What you are asked to do: Please go on with the text below about contagious caprine pleuropneumonia in goats, picking up right after its final sentence.

F.R. Rurangirwa1,2 and T.C. McGuire11 Department of Veterinary Microbiology and Pathology
Washington State University, Pullman, USA
2 Small Ruminant CRSP, P. O. Box 58137, Nairobi, Kenya
Contagious caprine pleuropneumonia is a disease with high morbidity (80-100%) and mortality (6080%) rates. Rapid diagnosis of this devastating disease is essential for its immediate containment. A pen-side diagnostic test - latex agglutination - based on the carbohydrate elaborated by Mycoplasma capricolum subsp. capripneumoniae (Mccp) has been described. One way to contain and control the disease is through vaccination. A liquid vaccine is presently in use. However, freeze-dried saponin killed Mccp has been shown to confer protective immunity of over 12 months. The freeze-dried antigens are stable one year after storage at 4°C or 22°C. This indicates that a freeze-dried vaccine is feasible and indeed preliminary field trails have indicated that a freeze dried vaccine confers protective immunity.
Contagious caprine pleuropneumonia (CCPP) is a cause of major economic losses to goat production in at least 30 countries in Africa and Asia containing a total goat population of more than 300 million. Classical, acute CCPP is caused by Mycoplasma capricolum subspecies capripneumoniae (Mccp) (MacOwan and Minette 1976) originally known as Mycoplasma F38. This mycoplasma was first isolated from the lungs of goats with pleuropneumonia in Kenya and demonstrated to cause CCPP (MacOwan and Minette 1976). Subsequently, Mccp has been isolated in other countries including Chad, Ethiopia, India, Oman, Sudan, Tunisia, Turkey and Uganda, and pleuropneumonia disease indistinguishable from naturally occurring CCPP has been experimentally reproduced with Mccp by several research groups. The disease is characterised by fibrinous pleuropneumonia with increased straw-coloured pleural fluid. Morbidity and mortality rates may reach 100% and 80%, respectively. Close contact among goats is necessary for spread of the disease (MacOwan and Minette 1976).

Provided information:
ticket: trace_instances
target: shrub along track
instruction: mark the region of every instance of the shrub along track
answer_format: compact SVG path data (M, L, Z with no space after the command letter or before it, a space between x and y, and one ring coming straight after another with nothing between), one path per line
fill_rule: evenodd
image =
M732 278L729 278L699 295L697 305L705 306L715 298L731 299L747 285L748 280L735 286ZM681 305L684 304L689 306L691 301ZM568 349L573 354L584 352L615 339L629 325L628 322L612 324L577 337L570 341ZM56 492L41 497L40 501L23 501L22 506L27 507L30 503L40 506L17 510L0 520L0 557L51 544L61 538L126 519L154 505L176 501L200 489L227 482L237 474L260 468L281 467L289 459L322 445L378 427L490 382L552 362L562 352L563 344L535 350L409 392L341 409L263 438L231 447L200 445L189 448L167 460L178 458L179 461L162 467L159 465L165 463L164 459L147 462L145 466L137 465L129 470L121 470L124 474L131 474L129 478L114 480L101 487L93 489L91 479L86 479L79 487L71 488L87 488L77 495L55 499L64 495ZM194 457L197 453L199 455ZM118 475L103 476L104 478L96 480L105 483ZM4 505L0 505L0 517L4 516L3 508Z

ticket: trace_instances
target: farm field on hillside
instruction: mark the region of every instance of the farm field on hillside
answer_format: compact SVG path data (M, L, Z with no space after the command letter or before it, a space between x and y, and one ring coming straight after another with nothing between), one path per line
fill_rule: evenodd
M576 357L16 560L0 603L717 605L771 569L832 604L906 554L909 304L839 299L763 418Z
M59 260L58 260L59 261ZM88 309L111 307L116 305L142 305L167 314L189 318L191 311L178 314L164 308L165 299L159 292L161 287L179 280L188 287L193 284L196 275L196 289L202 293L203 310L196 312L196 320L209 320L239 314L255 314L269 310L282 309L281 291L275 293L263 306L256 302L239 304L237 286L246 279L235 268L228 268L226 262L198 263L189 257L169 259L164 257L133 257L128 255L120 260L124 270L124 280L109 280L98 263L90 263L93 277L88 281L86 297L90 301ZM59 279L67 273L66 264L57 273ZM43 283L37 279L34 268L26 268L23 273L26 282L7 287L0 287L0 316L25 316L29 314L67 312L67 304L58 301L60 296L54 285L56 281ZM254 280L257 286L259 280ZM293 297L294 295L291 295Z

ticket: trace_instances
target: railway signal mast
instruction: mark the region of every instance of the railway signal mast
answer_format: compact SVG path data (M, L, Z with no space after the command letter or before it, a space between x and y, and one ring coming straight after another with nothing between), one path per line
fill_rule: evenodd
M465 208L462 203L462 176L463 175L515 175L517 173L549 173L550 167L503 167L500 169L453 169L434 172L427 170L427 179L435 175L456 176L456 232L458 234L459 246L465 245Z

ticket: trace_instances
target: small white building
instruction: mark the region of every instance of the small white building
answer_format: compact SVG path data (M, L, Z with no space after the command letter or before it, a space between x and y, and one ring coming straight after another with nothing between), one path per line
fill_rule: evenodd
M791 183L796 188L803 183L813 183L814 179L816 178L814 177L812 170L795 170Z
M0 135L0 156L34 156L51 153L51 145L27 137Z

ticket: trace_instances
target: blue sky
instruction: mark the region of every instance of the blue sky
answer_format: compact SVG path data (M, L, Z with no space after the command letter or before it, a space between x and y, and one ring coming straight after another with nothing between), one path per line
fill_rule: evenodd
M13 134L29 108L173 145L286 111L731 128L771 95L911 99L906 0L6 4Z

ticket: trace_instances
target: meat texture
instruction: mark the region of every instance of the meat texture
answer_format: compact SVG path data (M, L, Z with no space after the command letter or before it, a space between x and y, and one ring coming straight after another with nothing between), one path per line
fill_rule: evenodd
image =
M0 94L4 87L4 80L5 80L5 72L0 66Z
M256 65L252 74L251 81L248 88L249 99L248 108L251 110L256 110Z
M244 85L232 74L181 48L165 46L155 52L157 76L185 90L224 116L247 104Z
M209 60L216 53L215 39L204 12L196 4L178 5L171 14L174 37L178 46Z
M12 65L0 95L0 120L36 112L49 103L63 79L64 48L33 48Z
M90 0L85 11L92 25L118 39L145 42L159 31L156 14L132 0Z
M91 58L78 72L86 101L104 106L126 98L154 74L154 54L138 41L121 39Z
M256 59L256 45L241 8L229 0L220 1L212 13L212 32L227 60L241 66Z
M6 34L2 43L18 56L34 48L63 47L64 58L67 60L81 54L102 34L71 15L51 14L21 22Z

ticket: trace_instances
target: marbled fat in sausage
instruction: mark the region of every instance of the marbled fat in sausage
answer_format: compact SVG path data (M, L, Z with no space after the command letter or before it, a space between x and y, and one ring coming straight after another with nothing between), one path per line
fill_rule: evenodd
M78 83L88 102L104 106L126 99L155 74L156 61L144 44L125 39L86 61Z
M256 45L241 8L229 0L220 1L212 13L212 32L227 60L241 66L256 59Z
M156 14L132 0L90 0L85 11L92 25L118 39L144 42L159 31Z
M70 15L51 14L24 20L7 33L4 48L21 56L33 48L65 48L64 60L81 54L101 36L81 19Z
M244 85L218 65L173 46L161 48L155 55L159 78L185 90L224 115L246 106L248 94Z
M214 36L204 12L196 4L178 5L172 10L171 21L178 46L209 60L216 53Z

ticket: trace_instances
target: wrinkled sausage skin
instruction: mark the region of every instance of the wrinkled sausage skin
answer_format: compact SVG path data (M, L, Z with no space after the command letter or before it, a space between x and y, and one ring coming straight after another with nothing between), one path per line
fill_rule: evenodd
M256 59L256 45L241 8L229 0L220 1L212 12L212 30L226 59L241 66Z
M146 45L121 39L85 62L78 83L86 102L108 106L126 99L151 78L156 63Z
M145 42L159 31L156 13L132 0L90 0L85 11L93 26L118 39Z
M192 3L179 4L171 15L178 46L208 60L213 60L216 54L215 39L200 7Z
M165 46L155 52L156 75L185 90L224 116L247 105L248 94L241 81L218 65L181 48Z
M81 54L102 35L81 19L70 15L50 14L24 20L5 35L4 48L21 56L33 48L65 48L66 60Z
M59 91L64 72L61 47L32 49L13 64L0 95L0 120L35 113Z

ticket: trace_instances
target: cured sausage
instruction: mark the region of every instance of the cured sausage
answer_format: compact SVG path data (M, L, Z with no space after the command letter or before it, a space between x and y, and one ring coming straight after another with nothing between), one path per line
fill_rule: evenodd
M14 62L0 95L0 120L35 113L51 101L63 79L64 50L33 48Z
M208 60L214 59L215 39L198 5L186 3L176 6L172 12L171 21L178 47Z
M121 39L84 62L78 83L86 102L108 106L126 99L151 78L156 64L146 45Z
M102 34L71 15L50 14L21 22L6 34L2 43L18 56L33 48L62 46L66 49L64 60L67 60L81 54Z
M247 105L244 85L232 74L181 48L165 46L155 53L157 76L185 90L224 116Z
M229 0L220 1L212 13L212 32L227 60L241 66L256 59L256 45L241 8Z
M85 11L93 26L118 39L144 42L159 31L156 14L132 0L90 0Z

Output for this task:
The diagnosis of outbreaks of CCPP is complicated by other infectious agents causing similar syndromes. Pleuropneumonic disease resembling Mccp-associated CCPP can also be produced by Mycoplasma mycoides subsp. capri (Mmc) and caprine variants of M. mycoides subsp. mycoides (Mmm). Mmc was originally considered to be the cause of CCPP, but its full importance as a pathogen of goats has now become doubtful, both because of the discovery of the Mccp and because many isolates previously classified as Mmc have subsequently been found to be caprine variants of Mmm. Mmc has been isolated from several countries in Africa and Asia, and from Australia. The disease reproduced experimentally with Mmc is largely restricted to the thoracic cavity, with or without a septicaemic phase and death. In contrast, caprine variants of Mmm generally causes a syndrome which may include not only pleuropneumonia but also mastitis, polyarthritis, keratoconjunctivitis, acute septicaemic death, sometimes with symptoms of the central nervous system, and abortion. Mmm is a major cause of disease in goats in USA, France, Israel and India. Experimentally, the disease caused by Mccp differs from that produced by Mmc and Mmm in: being readily contagious and fatal to susceptible goats; not affecting sheep or cattle; not producing local oedematous reactions when injected subcutaneously; and being characterised histo-pathologically by an interstitial, intralobular oedema of the lung, compared with the thickening of the interlobular septa which is seen with Mmc and Mmm (Kaliner and MacOwan 1976). Pasteurella haemolytica (both biotypes A and T) and P. multocida have also been associated with pleuropneumonia in goats, although experimental evidence of their pathogenicity in this host is meagre.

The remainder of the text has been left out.